### Direction:
Format each line of the items below as a Markdown table with the columns Row and Line, numbering the rows and omitting blank lines. Keep the pictures out of the answer.
++++ Input rows ++++
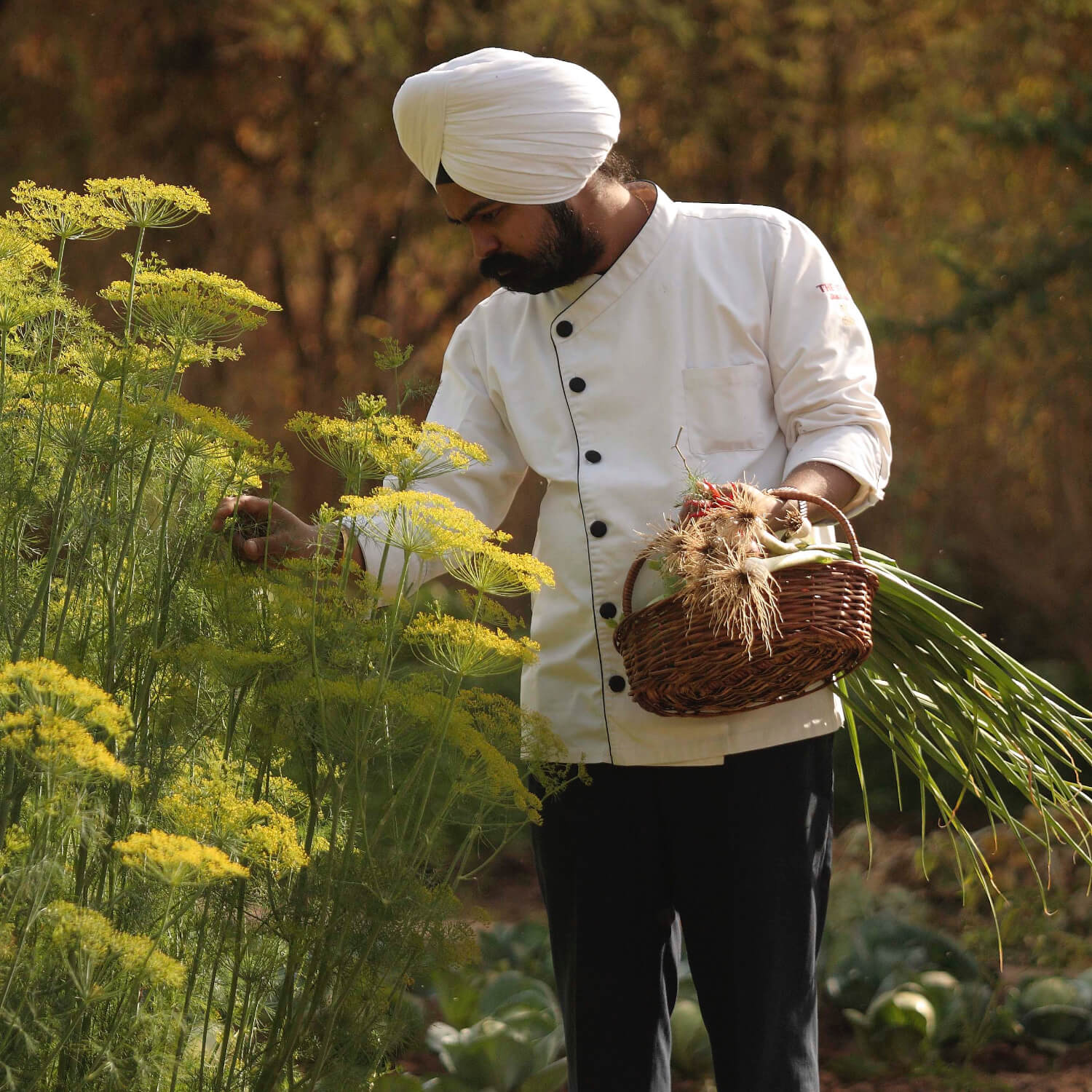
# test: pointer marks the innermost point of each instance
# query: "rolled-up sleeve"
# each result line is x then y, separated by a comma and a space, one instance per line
486, 489
823, 371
++++
### Written answer:
| Row | Line |
|---|---|
| 1 | # test: pointer marks the innermost point of each instance |
| 2 | # query: "rolled-up sleeve" |
| 3 | # each result line is x then y, separated by a comma and a space, one instance per line |
| 4 | 486, 489 |
| 5 | 823, 371 |